--- Detalles del ejercicio ---
Devuelve, sin cambios, cada línea del listado que contenga la cadena "hoarding". Ten en cuenta las mayúsculas y las minúsculas.

--- Material ---

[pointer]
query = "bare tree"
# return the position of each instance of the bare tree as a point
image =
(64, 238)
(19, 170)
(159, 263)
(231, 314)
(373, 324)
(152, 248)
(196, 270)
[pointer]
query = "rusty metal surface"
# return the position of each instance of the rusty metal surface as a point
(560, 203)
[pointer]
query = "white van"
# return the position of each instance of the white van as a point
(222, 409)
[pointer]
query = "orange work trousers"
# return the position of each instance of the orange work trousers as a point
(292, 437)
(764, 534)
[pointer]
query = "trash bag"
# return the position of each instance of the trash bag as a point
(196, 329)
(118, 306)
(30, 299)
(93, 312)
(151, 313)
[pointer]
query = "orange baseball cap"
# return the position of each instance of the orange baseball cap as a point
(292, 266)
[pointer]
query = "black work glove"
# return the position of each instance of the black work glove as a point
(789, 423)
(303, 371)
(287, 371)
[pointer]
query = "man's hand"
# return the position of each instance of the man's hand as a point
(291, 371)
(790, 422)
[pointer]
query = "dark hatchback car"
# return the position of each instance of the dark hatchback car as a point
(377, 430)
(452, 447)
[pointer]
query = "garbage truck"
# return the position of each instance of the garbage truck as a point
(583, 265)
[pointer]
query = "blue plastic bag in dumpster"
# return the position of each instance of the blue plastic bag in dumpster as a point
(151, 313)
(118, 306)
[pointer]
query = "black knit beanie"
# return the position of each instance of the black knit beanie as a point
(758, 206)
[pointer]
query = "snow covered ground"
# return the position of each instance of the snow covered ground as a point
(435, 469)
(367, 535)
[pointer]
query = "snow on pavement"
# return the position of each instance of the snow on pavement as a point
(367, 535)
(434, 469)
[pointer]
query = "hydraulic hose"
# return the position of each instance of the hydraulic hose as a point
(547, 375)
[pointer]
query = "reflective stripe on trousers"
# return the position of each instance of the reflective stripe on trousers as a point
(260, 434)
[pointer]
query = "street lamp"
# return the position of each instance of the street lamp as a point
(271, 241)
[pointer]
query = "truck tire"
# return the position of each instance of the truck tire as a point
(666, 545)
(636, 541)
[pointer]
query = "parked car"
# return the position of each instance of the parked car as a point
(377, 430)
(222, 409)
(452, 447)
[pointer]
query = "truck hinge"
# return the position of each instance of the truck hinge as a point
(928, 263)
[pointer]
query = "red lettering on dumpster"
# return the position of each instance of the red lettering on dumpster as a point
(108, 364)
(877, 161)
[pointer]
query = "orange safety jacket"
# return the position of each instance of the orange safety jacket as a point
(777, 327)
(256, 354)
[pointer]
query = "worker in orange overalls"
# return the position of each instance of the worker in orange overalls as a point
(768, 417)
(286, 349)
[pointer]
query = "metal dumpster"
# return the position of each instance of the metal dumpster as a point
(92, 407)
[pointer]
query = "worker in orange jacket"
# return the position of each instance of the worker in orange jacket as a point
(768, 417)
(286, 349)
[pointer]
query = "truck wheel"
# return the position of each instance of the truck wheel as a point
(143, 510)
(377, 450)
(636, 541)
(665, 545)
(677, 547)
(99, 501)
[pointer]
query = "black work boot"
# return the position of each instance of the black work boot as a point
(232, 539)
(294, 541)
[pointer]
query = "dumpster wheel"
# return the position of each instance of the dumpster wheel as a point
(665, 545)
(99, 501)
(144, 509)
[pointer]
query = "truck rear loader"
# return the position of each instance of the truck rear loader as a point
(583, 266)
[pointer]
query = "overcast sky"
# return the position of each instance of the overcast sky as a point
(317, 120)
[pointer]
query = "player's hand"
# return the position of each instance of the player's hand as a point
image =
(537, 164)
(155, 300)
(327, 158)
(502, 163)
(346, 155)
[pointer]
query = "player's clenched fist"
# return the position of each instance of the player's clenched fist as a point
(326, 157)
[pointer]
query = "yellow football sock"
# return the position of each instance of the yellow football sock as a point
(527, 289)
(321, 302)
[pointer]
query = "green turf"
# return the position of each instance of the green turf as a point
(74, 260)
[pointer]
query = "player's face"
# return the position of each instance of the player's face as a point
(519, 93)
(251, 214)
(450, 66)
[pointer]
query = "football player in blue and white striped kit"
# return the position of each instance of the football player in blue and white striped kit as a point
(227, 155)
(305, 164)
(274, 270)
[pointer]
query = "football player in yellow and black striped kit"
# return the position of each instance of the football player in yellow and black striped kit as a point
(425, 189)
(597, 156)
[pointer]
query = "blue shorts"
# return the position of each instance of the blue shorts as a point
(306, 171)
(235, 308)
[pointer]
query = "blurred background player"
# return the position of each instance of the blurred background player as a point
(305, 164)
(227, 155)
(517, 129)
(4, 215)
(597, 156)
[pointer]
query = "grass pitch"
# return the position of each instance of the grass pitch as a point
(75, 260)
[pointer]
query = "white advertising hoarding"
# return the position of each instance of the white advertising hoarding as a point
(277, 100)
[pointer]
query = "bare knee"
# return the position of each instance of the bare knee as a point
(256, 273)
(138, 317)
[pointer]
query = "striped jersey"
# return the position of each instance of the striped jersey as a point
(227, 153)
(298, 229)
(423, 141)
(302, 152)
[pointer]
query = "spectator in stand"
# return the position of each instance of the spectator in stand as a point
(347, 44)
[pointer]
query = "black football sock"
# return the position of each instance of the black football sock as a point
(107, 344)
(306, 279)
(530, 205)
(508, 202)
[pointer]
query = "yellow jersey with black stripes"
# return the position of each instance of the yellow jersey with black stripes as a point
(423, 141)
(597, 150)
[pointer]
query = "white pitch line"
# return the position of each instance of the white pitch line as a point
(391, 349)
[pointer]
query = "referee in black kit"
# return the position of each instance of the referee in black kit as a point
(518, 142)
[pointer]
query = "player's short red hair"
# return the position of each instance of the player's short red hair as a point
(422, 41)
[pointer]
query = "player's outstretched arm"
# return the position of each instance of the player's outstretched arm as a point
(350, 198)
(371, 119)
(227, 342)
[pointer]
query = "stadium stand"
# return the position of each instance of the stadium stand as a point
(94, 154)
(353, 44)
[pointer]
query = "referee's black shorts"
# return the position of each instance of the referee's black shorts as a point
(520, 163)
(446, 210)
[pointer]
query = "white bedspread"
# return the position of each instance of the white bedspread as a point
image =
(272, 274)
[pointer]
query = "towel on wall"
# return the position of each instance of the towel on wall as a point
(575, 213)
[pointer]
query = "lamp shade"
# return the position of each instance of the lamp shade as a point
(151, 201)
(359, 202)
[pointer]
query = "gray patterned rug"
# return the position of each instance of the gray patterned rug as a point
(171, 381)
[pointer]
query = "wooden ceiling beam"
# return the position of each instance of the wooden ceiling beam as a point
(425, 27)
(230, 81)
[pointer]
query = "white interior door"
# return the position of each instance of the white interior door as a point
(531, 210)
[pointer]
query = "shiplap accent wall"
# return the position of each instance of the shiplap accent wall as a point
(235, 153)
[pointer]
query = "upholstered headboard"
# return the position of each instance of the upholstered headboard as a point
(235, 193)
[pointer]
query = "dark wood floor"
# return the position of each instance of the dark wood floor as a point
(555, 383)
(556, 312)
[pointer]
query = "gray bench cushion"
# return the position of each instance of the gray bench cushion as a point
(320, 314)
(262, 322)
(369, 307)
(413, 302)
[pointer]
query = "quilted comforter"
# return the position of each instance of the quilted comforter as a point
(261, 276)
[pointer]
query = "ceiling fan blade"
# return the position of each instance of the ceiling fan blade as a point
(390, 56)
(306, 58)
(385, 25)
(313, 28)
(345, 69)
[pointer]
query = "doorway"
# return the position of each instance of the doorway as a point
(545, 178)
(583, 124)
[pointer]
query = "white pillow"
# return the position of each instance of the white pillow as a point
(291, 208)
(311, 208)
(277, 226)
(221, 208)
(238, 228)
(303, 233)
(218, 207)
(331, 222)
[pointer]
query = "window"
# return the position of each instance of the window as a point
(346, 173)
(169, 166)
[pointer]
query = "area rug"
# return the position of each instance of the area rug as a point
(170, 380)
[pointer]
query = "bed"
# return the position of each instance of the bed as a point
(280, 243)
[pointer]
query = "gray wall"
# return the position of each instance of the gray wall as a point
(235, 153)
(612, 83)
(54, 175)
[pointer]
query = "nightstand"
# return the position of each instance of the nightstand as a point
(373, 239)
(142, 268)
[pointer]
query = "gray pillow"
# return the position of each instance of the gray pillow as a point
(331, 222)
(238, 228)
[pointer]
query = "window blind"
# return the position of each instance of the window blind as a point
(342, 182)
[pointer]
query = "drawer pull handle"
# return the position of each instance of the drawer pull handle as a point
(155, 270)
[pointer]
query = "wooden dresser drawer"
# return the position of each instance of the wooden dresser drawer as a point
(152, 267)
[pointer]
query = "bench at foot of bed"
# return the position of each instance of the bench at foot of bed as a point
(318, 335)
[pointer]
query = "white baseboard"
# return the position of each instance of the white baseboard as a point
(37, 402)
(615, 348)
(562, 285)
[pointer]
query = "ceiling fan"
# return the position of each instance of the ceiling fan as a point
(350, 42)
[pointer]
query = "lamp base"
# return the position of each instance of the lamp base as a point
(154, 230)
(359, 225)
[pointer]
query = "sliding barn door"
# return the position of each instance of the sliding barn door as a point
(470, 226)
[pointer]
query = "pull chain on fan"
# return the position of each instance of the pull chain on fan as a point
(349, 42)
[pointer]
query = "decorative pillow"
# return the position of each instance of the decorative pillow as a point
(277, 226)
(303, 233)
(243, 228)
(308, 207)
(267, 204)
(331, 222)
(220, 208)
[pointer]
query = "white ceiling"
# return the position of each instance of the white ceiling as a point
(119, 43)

--- Solución ---
query = "white advertising hoarding"
# return the position of each instance of the white advertising hoarding as a point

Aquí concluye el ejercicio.